■ Excerpt provided:
____

As I write this, I'm also haunted by the death of Murray Bookchin Sunday morning. I never knew about him when he was alive, but his obituary tells me that he spent the better part of his 85 years trying to convince the world that the greatest danger posed by our economic system is ecological devastation. The blind momentum of this runaway train has no other policy but that of a scorched Earth. Bookchin's ghost cries out for someone to dig deep enough into the skeletons in Al Gore's closet to get at the inconvenient truths he wouldn't address as President any more than he did when he successfully pushed his boss to gut social spending on the poor.

I believe in ghosts and ghost stories because I believe we are haunted for a reason. The only way I could get through that basement and salvage what was valuable was for me to confront all of it, experience the inevitable pain and make the best choices for tomorrow I know how to make. The past is every bit as real and present as all of those basement boxes of garbage that yield a handful of treasures and a potential reservoir of wisdom. And our society's past is every bit as real and present as the accumulated wealth of a handful of people at the expense of generations of misery for millions in our society as well as all of those we've bullied and exploited around the world.

____

■ Supplied records:
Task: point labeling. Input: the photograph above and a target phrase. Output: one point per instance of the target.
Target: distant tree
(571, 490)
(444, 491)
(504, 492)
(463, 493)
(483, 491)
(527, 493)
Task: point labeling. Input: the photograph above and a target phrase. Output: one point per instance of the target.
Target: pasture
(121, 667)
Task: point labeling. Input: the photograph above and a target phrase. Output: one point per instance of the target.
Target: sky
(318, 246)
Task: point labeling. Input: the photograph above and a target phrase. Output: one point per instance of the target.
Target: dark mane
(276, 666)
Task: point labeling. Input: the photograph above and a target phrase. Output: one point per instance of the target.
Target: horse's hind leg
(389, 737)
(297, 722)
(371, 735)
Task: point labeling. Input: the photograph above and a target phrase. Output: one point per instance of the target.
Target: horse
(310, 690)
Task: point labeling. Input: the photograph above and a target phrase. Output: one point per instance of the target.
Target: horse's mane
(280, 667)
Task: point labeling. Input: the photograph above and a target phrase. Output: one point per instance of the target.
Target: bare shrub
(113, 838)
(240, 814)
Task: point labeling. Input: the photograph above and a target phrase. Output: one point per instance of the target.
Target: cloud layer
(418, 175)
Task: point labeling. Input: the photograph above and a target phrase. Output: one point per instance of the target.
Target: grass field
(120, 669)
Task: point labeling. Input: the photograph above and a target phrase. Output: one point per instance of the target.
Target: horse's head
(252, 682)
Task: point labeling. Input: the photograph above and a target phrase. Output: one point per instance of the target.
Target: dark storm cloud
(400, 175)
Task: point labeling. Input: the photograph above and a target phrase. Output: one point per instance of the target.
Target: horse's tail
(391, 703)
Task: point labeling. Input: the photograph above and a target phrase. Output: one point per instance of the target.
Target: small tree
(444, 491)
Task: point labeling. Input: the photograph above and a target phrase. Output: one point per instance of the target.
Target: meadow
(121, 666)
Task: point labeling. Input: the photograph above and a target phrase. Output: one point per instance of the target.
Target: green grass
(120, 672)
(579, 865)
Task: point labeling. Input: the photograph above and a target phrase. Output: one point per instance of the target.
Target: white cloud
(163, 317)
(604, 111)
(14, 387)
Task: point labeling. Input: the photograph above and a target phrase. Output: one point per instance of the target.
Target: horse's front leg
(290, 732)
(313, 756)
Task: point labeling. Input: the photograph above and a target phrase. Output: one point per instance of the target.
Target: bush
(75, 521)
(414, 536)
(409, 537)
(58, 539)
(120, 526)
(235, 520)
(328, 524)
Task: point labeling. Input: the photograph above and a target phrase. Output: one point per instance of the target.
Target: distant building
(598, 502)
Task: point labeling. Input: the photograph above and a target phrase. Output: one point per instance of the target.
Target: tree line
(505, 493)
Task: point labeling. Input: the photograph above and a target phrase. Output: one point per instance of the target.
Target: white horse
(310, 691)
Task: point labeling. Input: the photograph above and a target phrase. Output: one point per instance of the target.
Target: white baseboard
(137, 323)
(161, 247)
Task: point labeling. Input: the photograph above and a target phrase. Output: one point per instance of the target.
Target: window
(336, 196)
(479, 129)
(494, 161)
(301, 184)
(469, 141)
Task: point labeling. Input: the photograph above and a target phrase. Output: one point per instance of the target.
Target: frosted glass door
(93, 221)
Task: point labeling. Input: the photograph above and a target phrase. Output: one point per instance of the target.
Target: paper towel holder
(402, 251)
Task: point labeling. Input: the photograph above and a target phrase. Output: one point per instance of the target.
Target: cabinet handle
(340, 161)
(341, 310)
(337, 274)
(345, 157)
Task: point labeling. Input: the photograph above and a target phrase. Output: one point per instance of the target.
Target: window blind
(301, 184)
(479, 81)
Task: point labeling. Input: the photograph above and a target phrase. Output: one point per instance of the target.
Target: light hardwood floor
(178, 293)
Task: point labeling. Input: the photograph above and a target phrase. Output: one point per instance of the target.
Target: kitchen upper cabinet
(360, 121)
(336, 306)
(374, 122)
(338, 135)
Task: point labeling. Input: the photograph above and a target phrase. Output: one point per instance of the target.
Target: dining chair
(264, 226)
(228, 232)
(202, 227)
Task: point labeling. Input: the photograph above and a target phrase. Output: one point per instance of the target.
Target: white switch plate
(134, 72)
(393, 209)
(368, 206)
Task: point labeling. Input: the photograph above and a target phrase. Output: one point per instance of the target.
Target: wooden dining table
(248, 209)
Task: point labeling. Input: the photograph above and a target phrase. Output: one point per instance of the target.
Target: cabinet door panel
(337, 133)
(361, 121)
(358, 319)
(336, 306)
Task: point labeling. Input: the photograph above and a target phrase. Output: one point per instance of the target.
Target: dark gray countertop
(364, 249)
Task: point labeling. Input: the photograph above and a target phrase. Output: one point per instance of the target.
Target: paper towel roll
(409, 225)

____

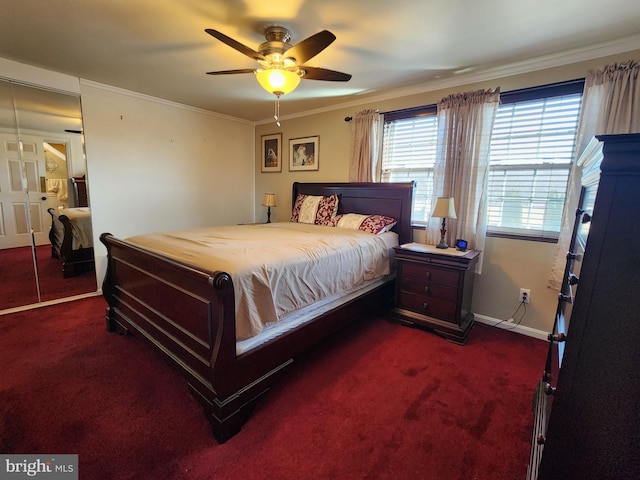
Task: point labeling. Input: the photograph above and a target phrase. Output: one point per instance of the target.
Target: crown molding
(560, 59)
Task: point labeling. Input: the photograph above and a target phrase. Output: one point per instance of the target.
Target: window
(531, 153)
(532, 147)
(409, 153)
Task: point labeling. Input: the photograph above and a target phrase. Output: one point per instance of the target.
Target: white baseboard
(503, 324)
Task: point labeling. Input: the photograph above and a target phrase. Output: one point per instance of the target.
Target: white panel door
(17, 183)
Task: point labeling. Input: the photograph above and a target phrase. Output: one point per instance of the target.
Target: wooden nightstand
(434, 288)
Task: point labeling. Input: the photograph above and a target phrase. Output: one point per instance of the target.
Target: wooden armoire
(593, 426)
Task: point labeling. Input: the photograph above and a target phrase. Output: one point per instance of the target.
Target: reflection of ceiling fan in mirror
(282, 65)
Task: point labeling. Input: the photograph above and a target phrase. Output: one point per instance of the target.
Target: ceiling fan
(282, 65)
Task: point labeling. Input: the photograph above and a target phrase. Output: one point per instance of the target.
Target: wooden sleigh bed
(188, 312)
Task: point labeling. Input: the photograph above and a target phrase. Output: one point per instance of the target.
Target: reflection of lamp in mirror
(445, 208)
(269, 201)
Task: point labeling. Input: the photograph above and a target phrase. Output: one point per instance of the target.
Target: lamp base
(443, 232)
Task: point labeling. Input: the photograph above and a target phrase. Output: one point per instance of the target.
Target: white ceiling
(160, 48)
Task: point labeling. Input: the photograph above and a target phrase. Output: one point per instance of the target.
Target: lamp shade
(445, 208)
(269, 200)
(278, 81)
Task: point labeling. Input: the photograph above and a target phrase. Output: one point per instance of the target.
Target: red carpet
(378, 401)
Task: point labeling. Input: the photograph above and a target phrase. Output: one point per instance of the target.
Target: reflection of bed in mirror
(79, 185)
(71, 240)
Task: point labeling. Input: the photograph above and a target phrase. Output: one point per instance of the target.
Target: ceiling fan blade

____

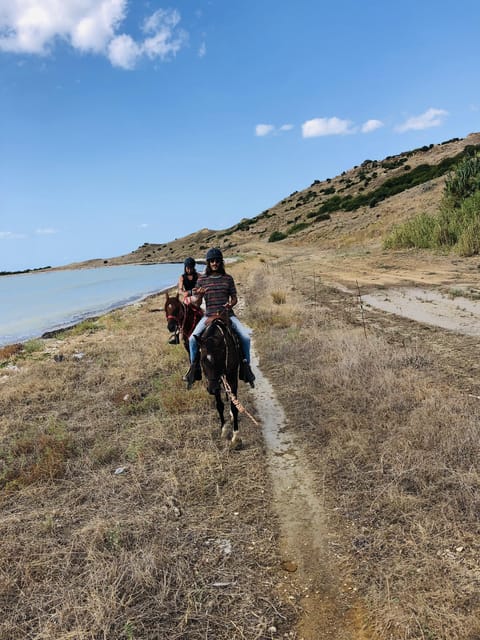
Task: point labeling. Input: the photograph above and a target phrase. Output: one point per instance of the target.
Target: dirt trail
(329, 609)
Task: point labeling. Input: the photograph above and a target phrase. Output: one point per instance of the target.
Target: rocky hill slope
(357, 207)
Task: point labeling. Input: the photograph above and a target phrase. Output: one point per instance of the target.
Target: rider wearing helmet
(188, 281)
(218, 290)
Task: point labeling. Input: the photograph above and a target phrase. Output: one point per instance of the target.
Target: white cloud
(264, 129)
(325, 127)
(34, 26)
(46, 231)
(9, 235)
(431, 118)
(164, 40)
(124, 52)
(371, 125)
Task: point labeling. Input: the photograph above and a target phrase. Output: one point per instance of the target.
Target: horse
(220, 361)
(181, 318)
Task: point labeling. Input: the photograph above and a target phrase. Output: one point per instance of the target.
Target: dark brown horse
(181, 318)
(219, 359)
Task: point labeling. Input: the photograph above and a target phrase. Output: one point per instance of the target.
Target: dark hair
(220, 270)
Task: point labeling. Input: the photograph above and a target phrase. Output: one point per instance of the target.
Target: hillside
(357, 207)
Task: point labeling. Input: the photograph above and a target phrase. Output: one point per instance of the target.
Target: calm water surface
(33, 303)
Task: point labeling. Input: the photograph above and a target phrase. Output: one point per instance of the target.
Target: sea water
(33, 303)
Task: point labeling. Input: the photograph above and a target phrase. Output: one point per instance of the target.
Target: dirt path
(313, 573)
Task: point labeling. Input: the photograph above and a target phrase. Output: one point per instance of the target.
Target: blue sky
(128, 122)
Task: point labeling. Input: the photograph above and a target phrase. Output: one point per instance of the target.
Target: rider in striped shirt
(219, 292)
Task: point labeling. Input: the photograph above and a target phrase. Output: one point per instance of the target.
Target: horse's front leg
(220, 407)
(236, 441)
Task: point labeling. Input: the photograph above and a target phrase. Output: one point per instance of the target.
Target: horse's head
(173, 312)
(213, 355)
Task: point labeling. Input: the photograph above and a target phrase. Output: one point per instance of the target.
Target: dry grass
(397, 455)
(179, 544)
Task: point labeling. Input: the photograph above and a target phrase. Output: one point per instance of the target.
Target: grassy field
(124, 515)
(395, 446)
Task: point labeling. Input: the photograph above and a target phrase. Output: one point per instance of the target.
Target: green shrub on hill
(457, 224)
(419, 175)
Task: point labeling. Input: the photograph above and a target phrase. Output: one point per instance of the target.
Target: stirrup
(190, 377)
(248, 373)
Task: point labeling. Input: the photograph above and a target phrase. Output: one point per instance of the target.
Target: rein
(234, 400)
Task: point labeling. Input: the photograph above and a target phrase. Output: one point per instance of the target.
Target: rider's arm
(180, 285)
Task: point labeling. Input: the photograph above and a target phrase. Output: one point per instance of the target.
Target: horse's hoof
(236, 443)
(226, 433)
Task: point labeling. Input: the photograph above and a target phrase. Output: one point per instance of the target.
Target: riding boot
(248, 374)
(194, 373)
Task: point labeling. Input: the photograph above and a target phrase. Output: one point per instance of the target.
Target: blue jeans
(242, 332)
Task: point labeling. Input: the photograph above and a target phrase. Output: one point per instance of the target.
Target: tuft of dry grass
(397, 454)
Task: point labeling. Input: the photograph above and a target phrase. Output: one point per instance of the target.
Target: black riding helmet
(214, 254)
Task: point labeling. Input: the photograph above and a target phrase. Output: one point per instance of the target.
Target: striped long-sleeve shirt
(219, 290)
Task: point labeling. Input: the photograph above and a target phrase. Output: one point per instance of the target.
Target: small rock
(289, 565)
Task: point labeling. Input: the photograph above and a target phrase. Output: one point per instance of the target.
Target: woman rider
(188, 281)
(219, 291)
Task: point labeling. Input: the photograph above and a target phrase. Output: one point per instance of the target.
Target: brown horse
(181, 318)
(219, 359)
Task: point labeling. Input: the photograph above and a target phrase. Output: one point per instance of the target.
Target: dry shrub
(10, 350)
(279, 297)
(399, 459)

____

■ Tasks to carry out:
**A)** In the essay excerpt on being haunted by the past, how many years did Murray Bookchin spend most of trying to convince the world of the ecological danger of our economic system?
**B)** Pick up the essay excerpt on being haunted by the past right after its final sentence and keep writing it.

■ Answers:
**A)** Most of his 85 years.

**B)**
One one level, reckoning with ghosts is a way to remind myself how lucky I am. I get to love the best people I've ever known and share my life with them, even if it's over the gap of a couple of hundred miles or so. Hell, some of my most intimate relationships span 1000 miles or more, so this thing with my daughter ought to be a cinch, huh? Still, I'm not making light. Pain is pain, and each day's is as much as we can handle.... when it's not too much altogether.

And to get a baseball bat through the window when I've got the spare change to afford it? It may call up the spectre of all those times when that hurt worse. Plenty of times that would have been all that was needed to leave me without food for the month, times that saw me hocking my record collection and CDs and every halfway nice guitar I ever owned.... but it's also a reminder that where I am is at least not there, right now (knock on wood).

But somewhere else, someone else is taking a baseball bat to the head tonight--like another ghost of Kansas City, Steve Harvey, beaten to death for being black in 1980 and playing his sax alone in a metro park at night.

Somewhere else, someone else is losing her family to far more powerful American munitions than our bats, and she may be blamed for a lot of things--being the wrong religion in the wrong place at the wrong time maybe--but her main crime is 9 times out of 10 going to be the same, she's poor and her life is cheap.

Whether someone is rich one day and poor the next or the other way around, the inequality that eats at us in the form of every kind of disease, war and social neglect is a demon long in the making and bigger than any individual. The only way we can ever exorcise such a threat is to face it honestly and, if at all possible, collectively. We learn that from ghost stories.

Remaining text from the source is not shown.